== Task instructions ==
Convert the records below into a two-column CSV with the headers instruction and coordinates, one row per record, putting each record's text and its answer in their own quoted fields with line breaks replaced by spaces. Leave the pictures out.

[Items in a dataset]
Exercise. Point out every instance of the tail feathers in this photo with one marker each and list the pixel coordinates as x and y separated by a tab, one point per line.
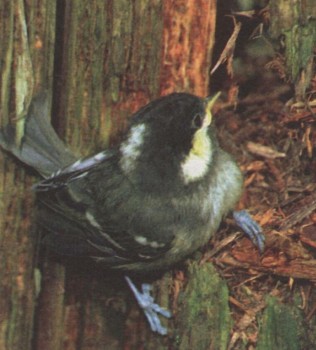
40	148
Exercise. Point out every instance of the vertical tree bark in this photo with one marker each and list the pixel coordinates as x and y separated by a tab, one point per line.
27	51
293	24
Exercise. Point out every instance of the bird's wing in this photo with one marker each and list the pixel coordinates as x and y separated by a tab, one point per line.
69	201
75	170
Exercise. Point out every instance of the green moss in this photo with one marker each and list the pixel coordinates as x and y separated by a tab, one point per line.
280	327
205	320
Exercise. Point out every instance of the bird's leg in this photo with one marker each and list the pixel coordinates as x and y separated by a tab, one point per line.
250	227
151	310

== Answer to this problem ==
instruction,coordinates
"Exercise. Point out every instance of the tail feathers in this photo with one marker each and list the pixel coordinates as x and y separated by a tab, one point per line.","40	148"
"Exercise. Point out every instance of the vertical tree bark in this photo with one marker each and list the pixel coordinates as x and y separated by a tab, one point per line.","27	51 293	24"
"Exercise. Point out every instance of the bird's wing in this photo with one marker each and list the pixel coordinates as x and y separated by a tab, one point per line.","69	201 75	170"
"Exercise. Point out every instance of the green moss in this photo with one marker each and list the pixel coordinates as x and y separated by a tab, one point per line.","280	327 205	320"
"Exercise. Point out every instance of the bird's leg in this photo with one marker each and list the pixel coordinates as x and y separated by a tab, one point per line.","250	227 151	310"